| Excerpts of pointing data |
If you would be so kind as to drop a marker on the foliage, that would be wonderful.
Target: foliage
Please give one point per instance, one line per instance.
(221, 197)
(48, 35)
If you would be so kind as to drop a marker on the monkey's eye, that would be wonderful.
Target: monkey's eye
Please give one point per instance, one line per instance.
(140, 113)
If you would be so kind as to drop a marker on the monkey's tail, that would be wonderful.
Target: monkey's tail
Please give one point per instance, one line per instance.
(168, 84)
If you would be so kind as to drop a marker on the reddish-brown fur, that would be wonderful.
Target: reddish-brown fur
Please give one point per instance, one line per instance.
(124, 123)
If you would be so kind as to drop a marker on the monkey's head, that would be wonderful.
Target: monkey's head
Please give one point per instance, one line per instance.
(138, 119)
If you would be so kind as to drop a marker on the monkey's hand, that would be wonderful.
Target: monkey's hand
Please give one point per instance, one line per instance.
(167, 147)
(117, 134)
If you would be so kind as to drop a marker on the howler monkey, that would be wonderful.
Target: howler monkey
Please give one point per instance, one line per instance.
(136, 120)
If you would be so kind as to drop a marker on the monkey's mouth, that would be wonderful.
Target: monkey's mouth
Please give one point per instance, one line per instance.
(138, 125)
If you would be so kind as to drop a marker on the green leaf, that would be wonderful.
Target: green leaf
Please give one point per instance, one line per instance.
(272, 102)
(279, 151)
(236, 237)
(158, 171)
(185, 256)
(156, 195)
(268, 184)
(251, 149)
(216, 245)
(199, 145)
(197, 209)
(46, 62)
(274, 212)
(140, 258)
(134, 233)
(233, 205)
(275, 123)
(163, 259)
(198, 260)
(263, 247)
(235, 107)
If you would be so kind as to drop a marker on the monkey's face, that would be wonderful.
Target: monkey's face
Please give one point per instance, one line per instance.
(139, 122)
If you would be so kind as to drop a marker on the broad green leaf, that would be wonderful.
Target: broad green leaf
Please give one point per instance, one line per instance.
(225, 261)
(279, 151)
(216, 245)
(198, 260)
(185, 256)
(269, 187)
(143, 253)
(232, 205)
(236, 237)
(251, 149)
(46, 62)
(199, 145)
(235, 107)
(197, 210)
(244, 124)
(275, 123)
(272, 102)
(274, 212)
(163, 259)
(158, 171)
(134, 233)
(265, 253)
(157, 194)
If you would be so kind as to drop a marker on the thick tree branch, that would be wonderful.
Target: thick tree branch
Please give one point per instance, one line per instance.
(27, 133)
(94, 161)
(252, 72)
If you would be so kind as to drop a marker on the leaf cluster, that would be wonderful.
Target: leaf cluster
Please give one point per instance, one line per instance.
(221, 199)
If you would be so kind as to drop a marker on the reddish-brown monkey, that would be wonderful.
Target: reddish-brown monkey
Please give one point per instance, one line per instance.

| SET EXERCISE |
Recast every line of the records above as a numbered list, omitting any blank lines.

| ANSWER TO THE TASK |
1. If you would be so kind as to drop a marker on the foliage, that would be wonderful.
2. Target: foliage
3. Please give one point per instance, one line per instance.
4. (221, 197)
5. (48, 35)
6. If you would be so kind as to drop a marker on the monkey's eye, that would be wonderful.
7. Target: monkey's eye
8. Please give one point per instance, one line per instance.
9. (140, 113)
10. If you would be so kind as to drop a marker on the monkey's tail, that would be wonderful.
11. Target: monkey's tail
12. Please give one point per instance, one line per instance.
13. (168, 84)
14. If you would be so kind as to drop a marker on the reddish-brown fur, that would be wonderful.
15. Target: reddish-brown fur
16. Please give one point per instance, one line per instance.
17. (124, 123)
18. If you would be so kind as to drop a marker on the monkey's head, that would be wonderful.
19. Target: monkey's head
20. Please give one point per instance, one line per instance.
21. (138, 119)
22. If you would be so kind as to drop a marker on the monkey's hand, that would be wonderful.
23. Target: monkey's hand
24. Please give one point per instance, one line per instance.
25. (167, 147)
26. (117, 134)
27. If you would be so kind as to drop a marker on the howler monkey, that would be wonderful.
28. Target: howler monkey
29. Please give one point per instance, one line per instance.
30. (136, 120)
31. If you would be so kind as to drop a marker on the monkey's mouth, that would be wonderful.
32. Target: monkey's mouth
33. Please give one point per instance, one line per instance.
34. (138, 125)
35. If you would be so kind as to drop a marker on the green leaf, that would be wonderful.
36. Target: green leaf
37. Please give one point per instance, one line per instance.
38. (272, 102)
39. (279, 151)
40. (236, 237)
41. (158, 171)
42. (185, 256)
43. (156, 195)
44. (268, 184)
45. (251, 149)
46. (216, 245)
47. (199, 145)
48. (197, 209)
49. (46, 62)
50. (274, 212)
51. (140, 258)
52. (134, 233)
53. (233, 205)
54. (275, 123)
55. (163, 259)
56. (198, 260)
57. (263, 247)
58. (235, 107)
59. If you would be so kind as to drop a marker on the monkey's face, that would be wonderful.
60. Target: monkey's face
61. Please give one point per instance, one line per instance.
62. (139, 122)
63. If you would be so kind as to drop a marker on the broad green leaf, that would be wonderful.
64. Target: broad green leaf
65. Please give one point per instance, one line per instance.
66. (225, 261)
67. (279, 151)
68. (216, 245)
69. (198, 260)
70. (185, 256)
71. (269, 187)
72. (143, 253)
73. (232, 205)
74. (236, 237)
75. (251, 149)
76. (46, 62)
77. (199, 145)
78. (235, 107)
79. (197, 210)
80. (244, 124)
81. (275, 123)
82. (272, 102)
83. (274, 212)
84. (163, 259)
85. (158, 171)
86. (134, 233)
87. (265, 253)
88. (157, 194)
89. If you would be so kind as to drop a marker on the thick tree branch, that would be wonderful.
90. Target: thick tree branch
91. Please give one point per instance, one line per instance.
92. (27, 133)
93. (94, 161)
94. (252, 72)
95. If you would be so kind as to drop a marker on the leaf cluster, that would be wonderful.
96. Target: leaf cluster
97. Please give one point per instance, one line per instance.
98. (221, 199)
99. If you would be so kind as to drop a marker on the reddish-brown monkey, that would be wonderful.
100. Target: reddish-brown monkey
101. Please give one point per instance, one line per instance.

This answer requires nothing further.